--- Raw data ---
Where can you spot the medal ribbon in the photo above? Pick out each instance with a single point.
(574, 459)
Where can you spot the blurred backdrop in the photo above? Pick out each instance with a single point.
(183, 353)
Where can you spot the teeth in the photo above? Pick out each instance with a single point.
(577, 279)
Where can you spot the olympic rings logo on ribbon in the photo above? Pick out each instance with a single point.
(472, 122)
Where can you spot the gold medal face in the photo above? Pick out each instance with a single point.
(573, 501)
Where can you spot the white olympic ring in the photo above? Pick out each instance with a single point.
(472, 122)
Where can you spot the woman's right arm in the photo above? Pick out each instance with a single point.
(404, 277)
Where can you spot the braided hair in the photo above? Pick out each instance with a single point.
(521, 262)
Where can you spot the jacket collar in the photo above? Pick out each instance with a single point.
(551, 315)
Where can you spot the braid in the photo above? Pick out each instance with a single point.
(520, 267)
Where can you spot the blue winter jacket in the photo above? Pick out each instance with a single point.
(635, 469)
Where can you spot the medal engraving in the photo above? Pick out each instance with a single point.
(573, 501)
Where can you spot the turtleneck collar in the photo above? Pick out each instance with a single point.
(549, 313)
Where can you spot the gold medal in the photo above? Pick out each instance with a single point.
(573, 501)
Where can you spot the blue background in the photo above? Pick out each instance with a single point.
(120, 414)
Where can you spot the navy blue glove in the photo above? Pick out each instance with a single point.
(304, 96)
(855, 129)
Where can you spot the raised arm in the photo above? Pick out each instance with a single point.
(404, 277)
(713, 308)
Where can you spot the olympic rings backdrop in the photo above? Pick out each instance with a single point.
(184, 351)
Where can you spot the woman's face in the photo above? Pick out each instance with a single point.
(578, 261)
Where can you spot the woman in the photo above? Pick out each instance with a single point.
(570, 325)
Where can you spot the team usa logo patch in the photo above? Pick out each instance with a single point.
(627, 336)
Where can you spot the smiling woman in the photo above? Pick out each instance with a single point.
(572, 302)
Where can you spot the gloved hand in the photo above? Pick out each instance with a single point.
---
§ **Required action**
The listing above needs to be retyped. Reproduce every line exactly.

§ **Problem solution**
Where can you spot the medal ribbon in the photo above? Pick out each instance with a single point.
(574, 459)
Where can you spot the blurred backdrop in the photo above? Pick out each instance with a single point.
(183, 353)
Where can you spot the teeth in the photo above? Pick out each instance with a single point.
(577, 279)
Where can you spot the olympic rings logo on ribbon in the photo above? Pick out each instance with a single point.
(472, 122)
Where can you spot the gold medal face in the photo above? Pick out each instance with a single point.
(573, 501)
Where can you spot the white olympic ring in the photo above? Pick out each instance with a single point.
(472, 122)
Where can you spot the woman's right arm in the photo above? Pick out each instance with a single point.
(404, 277)
Where can you spot the braided hair in the photo above? Pick out each instance with a single point.
(521, 262)
Where can you spot the jacket collar in the photo above? Pick out each instance with a single point.
(551, 315)
Where can you spot the braid in the photo above? Pick out each instance with a single point.
(520, 267)
Where can you spot the blue winter jacket in the photo above? Pick out each instance with a single point.
(635, 469)
Where can you spot the medal engraving in the photo above? Pick out each instance with a single point.
(573, 501)
Where can you spot the turtleneck collar in the photo above? Pick out each instance with a single point.
(549, 313)
Where can you spot the gold medal in the photo above? Pick out each instance with a single point.
(573, 501)
Where can you spot the blue background in the photo above? Pick out each instance with a single point.
(120, 414)
Where can you spot the navy blue glove in the photo above? Pick out each instance with a single point.
(304, 96)
(855, 129)
Where can you spot the raised arm in the photo above? Pick out each instance with a single point.
(404, 277)
(713, 308)
Where can you spot the olympic rings backdrop in the photo above? Pick out each instance with a single point.
(184, 351)
Where can you spot the woman's face in the photo above? Pick out each instance with a single point.
(578, 261)
Where can you spot the woman in the photo above? Pick out each instance with a single point.
(570, 325)
Where can you spot the team usa logo patch in the photo above? Pick out each instance with a single point.
(627, 336)
Where can you spot the smiling woman in the photo above? Pick out each instance with a single point.
(572, 302)
Where can you spot the gloved hand in the photo above? Pick out each instance with a single point.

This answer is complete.